Locate each line in the records containing "plant". Copy it.

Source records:
==*==
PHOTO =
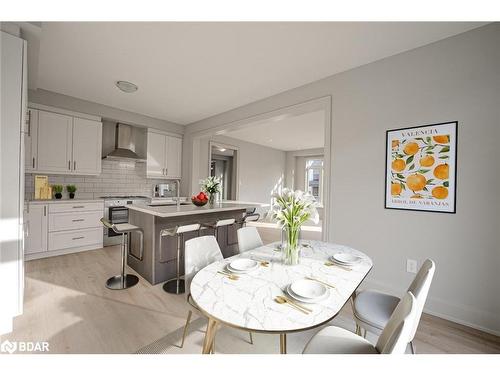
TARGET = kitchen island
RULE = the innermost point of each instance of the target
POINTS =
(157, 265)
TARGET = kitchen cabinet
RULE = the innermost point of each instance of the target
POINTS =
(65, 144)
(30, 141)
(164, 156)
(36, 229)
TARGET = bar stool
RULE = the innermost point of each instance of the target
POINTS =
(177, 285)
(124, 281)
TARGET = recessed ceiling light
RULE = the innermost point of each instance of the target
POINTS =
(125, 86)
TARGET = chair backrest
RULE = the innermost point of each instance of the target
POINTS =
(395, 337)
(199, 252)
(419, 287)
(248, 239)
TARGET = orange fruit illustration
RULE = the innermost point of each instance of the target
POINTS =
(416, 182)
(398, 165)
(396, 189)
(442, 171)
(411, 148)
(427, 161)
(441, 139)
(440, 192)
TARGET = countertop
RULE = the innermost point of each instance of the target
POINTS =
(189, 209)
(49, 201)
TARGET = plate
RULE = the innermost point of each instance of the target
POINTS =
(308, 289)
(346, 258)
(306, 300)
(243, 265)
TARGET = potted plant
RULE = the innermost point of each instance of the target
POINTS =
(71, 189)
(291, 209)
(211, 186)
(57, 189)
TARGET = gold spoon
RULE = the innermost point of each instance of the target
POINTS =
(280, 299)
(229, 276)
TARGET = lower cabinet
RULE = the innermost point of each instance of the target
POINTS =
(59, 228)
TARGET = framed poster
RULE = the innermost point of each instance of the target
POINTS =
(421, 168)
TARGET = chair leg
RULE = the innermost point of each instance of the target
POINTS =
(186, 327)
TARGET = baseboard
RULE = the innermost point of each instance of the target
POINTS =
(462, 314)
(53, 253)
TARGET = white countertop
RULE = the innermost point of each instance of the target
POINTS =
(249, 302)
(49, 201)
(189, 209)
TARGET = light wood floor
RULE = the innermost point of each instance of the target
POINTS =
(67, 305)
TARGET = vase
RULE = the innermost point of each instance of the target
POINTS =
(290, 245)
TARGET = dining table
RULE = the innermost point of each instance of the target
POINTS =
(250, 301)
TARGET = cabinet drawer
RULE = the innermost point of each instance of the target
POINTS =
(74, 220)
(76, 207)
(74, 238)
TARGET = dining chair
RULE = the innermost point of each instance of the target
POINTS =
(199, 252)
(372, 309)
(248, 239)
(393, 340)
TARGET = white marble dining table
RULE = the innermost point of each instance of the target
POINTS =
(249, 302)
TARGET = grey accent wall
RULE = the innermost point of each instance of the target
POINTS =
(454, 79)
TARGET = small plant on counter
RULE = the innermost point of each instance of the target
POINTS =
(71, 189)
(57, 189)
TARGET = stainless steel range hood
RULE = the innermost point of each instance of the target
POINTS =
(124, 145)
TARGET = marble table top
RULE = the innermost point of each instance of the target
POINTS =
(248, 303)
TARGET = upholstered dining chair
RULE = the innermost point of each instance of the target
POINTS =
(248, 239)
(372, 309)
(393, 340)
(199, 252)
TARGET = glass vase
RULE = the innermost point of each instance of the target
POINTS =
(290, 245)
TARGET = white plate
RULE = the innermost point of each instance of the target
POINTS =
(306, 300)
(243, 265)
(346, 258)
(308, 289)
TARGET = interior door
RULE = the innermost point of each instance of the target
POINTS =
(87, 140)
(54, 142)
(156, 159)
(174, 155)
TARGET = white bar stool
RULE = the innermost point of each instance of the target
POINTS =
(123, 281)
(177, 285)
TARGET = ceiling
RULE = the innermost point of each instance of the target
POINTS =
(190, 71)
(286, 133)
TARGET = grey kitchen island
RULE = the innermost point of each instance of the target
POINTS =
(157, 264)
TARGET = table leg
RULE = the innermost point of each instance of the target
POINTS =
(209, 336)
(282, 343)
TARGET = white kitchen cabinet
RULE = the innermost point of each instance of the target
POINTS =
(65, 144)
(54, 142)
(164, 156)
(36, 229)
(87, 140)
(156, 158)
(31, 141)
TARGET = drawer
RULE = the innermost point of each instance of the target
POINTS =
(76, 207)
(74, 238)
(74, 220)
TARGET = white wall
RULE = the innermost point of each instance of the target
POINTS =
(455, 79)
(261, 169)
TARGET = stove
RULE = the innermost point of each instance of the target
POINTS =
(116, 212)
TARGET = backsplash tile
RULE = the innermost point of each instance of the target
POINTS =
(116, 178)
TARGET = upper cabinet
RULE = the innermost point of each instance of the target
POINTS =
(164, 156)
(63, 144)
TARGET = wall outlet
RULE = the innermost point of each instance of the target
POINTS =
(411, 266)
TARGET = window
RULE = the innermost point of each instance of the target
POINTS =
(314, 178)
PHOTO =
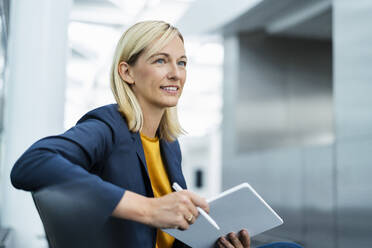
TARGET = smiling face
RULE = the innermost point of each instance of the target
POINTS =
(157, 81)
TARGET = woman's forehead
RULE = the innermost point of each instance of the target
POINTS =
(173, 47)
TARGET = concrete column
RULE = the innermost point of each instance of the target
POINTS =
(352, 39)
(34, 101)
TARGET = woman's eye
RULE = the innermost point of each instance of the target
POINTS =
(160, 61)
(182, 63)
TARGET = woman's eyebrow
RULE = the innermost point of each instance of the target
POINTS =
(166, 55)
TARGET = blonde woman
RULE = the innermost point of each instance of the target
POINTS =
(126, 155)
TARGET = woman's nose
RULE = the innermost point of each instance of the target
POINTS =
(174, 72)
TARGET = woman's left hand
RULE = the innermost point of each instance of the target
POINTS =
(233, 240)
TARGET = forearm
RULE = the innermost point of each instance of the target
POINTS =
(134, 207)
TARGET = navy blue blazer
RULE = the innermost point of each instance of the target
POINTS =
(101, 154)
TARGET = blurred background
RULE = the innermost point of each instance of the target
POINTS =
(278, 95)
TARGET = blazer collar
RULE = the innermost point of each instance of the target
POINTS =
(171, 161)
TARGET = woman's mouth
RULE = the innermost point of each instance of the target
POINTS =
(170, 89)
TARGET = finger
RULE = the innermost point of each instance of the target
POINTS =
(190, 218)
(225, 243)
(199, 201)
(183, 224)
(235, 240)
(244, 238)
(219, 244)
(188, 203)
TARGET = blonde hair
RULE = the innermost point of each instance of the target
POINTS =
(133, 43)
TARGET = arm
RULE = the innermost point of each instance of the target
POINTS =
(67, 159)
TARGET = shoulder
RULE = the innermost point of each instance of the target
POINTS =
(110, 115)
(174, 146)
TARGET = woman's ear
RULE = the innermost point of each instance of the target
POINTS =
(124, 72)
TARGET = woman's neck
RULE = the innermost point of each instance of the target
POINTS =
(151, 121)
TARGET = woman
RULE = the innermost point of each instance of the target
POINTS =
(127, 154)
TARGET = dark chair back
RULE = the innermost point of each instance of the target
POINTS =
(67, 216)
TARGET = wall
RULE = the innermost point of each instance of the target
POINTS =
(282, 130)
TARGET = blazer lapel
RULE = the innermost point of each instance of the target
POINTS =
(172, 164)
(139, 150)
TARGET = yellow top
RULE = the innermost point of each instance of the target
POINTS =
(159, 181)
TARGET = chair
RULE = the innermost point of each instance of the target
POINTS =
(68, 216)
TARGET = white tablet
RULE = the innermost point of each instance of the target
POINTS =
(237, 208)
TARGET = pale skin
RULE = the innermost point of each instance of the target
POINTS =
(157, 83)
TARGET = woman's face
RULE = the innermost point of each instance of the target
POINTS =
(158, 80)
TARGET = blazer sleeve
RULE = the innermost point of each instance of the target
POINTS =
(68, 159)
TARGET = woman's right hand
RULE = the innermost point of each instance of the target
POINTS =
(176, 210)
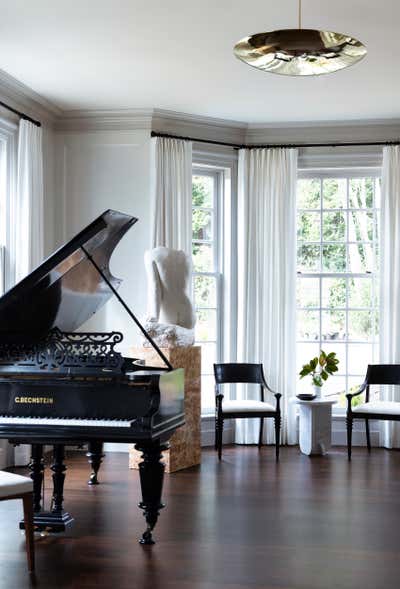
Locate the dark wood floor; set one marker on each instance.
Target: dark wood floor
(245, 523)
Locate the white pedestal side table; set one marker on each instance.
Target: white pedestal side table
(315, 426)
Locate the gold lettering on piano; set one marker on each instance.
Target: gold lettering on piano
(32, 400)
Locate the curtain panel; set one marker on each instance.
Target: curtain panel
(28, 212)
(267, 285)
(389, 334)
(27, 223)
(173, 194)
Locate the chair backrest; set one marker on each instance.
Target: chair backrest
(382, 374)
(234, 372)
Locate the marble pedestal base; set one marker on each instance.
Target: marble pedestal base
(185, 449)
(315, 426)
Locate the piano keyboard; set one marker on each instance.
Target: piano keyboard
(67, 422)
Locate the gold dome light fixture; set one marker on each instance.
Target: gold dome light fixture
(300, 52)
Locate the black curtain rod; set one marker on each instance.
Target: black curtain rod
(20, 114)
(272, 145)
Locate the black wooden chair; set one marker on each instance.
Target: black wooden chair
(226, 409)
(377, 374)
==*==
» **EXPECTED OUTPUT**
TARGET = potted plant
TARGET = small plant on counter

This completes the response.